*Given request:*
Count the lines in the listing below that contain the string "girl", and state only the total.

*Raw data:*
# # # #
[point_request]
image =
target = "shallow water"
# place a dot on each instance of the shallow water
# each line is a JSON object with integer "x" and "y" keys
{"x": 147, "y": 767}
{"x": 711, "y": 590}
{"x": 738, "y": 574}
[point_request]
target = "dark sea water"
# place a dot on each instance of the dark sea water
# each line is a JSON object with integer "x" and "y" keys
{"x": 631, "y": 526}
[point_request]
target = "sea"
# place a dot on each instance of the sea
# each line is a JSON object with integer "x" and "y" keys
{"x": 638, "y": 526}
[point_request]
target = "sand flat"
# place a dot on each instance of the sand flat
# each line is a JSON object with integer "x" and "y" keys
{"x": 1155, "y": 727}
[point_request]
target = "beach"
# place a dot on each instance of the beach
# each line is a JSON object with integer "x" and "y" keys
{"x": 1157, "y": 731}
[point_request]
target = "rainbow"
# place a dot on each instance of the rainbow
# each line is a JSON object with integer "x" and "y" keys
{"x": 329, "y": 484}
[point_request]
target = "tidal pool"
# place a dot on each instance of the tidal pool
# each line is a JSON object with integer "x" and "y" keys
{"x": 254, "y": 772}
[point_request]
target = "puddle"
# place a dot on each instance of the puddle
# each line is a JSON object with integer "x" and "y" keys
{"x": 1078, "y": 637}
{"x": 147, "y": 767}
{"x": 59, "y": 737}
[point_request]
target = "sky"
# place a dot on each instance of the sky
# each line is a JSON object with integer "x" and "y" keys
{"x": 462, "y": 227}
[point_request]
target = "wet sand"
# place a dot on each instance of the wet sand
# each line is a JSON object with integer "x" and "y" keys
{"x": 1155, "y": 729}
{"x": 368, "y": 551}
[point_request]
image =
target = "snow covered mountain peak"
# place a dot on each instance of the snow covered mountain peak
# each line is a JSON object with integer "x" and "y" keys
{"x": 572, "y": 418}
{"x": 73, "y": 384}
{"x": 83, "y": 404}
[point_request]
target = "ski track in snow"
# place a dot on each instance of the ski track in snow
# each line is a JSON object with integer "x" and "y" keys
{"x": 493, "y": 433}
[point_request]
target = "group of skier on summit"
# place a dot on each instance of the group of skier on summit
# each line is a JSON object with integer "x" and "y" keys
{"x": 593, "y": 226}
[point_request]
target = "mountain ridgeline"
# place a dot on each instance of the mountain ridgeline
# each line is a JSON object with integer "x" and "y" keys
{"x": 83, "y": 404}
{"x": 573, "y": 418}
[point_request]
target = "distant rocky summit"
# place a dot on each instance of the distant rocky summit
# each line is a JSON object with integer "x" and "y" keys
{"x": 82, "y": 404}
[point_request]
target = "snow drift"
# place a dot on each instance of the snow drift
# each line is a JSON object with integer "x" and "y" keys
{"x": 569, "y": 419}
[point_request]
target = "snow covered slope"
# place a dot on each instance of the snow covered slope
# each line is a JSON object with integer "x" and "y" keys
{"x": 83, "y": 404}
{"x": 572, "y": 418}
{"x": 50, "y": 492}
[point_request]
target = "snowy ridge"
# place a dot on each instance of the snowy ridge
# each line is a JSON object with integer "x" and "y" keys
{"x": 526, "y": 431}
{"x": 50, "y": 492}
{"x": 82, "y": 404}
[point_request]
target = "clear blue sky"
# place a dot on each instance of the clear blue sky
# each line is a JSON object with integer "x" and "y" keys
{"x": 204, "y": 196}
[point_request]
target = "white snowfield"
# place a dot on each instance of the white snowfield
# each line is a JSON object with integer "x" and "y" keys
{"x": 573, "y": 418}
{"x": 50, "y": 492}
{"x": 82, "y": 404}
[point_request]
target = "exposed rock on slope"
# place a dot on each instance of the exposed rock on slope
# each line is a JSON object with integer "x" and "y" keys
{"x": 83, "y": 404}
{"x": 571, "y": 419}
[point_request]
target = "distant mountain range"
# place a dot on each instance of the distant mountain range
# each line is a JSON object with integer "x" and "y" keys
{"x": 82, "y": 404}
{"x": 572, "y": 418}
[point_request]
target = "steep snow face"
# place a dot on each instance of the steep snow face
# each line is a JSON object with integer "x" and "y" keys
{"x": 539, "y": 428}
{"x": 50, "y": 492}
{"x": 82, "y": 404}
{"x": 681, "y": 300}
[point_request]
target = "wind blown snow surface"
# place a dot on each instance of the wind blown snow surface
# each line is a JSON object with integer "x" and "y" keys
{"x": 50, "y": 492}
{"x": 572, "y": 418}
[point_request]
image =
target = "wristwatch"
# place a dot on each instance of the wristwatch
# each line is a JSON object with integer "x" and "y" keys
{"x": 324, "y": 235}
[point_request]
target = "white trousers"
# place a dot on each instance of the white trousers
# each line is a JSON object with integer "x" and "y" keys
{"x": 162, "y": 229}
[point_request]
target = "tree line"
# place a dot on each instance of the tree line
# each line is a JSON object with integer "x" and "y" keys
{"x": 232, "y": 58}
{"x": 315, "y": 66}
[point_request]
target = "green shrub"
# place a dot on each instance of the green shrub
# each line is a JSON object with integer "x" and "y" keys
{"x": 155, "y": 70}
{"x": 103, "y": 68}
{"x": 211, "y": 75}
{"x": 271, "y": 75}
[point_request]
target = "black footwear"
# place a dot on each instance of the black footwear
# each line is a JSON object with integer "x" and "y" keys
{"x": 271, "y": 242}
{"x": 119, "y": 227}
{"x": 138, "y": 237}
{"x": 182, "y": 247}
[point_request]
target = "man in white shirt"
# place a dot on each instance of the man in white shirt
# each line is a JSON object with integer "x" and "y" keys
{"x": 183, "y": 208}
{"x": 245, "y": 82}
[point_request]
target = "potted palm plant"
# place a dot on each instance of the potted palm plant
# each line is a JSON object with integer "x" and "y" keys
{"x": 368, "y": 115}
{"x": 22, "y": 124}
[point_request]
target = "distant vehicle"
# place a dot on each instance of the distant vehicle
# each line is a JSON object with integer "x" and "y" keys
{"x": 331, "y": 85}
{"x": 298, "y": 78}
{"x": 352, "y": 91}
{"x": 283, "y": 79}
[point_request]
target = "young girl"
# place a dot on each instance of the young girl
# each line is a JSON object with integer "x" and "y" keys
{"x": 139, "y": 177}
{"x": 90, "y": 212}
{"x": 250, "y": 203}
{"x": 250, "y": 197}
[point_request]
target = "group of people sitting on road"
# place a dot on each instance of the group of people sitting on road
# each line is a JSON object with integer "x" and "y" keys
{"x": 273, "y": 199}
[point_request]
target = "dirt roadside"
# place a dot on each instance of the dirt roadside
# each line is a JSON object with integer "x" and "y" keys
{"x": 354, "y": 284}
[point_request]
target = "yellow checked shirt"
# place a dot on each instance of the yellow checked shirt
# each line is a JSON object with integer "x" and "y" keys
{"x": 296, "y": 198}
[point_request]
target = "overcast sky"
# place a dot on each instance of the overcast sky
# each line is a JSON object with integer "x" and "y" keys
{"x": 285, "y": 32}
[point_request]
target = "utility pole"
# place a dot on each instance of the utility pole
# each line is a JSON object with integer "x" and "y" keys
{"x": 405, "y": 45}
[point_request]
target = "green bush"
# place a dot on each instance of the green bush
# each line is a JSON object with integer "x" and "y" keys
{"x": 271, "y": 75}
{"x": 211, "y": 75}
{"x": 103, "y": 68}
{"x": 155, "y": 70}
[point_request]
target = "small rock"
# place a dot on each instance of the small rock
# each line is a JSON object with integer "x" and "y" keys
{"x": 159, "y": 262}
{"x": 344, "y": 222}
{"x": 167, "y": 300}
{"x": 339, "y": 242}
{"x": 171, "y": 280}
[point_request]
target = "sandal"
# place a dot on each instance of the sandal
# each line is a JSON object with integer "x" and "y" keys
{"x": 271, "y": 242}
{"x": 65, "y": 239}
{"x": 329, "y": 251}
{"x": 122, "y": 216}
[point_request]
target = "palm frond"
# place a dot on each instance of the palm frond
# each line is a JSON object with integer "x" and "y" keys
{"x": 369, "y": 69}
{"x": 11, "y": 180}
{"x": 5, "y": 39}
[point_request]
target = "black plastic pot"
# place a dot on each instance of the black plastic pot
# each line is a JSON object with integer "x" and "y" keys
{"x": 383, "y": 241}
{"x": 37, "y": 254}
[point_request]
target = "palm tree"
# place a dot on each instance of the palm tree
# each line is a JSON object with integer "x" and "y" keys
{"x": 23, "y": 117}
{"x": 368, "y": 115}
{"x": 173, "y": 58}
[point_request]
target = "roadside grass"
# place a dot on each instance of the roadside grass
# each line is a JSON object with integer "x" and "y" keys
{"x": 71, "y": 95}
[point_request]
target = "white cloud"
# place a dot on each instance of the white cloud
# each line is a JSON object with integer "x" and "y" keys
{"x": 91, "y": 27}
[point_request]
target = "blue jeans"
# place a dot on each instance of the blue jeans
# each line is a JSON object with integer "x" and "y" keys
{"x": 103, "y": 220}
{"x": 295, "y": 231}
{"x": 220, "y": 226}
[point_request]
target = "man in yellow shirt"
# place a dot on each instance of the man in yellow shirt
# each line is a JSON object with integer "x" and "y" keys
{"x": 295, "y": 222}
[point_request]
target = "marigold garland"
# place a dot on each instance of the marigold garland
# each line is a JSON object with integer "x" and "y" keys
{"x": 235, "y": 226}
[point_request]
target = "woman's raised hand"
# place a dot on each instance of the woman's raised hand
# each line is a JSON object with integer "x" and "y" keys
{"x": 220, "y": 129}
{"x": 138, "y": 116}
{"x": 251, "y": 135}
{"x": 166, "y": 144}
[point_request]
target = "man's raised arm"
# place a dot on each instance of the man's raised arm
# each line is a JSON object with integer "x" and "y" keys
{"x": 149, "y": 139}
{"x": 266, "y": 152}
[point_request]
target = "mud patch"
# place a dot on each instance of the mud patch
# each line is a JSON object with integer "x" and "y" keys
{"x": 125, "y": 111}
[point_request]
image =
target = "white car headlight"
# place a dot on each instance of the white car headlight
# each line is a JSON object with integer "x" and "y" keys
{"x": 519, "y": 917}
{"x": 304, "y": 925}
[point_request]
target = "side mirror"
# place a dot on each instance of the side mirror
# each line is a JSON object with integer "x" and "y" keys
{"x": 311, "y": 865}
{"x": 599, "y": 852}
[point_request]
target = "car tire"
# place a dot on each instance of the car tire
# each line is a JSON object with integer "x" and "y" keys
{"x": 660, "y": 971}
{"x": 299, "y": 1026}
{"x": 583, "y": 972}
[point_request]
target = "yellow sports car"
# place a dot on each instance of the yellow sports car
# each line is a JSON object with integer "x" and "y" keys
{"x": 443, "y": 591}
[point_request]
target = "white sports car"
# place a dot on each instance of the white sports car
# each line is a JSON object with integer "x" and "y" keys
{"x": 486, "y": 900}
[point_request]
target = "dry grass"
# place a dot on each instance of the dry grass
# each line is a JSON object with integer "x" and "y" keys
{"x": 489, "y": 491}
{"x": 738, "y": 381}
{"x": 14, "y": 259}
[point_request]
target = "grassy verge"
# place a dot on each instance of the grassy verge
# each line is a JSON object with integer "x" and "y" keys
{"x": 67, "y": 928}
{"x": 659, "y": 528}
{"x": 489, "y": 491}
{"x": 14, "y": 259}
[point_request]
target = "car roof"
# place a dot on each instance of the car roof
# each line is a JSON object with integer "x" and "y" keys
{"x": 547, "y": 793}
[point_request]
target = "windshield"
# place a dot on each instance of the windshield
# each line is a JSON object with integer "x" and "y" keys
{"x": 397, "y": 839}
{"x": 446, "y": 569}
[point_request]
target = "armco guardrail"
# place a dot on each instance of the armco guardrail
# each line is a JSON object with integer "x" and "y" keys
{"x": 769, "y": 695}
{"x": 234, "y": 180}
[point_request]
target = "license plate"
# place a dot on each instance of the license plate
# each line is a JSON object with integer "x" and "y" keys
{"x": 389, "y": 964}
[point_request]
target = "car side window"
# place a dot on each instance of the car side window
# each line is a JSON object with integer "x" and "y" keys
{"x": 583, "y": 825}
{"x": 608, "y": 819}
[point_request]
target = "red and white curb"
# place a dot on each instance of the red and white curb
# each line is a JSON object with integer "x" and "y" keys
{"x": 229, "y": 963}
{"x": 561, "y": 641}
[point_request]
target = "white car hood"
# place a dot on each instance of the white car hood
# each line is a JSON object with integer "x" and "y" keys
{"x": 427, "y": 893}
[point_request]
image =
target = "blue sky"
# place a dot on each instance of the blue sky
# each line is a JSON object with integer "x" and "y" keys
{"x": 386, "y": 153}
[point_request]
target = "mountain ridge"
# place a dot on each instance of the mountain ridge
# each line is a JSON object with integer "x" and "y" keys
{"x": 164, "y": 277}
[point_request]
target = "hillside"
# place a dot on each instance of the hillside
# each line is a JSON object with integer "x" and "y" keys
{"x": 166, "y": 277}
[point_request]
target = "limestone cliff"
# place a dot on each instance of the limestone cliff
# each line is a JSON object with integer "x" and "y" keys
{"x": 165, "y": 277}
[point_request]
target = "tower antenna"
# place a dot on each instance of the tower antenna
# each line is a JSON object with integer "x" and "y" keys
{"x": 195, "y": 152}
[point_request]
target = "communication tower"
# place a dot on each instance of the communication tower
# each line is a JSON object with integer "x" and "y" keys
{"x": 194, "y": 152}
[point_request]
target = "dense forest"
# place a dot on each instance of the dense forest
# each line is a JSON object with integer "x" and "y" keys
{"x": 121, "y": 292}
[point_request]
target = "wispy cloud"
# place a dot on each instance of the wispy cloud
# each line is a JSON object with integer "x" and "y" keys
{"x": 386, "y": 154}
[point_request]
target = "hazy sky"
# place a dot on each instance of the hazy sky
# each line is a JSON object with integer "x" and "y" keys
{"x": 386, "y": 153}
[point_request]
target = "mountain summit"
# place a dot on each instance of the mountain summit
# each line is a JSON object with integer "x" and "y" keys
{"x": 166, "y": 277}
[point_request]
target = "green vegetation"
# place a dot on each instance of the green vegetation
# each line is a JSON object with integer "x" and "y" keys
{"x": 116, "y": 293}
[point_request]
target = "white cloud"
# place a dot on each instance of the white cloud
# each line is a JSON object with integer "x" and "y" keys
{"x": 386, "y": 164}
# # # #
*Written solution:*
2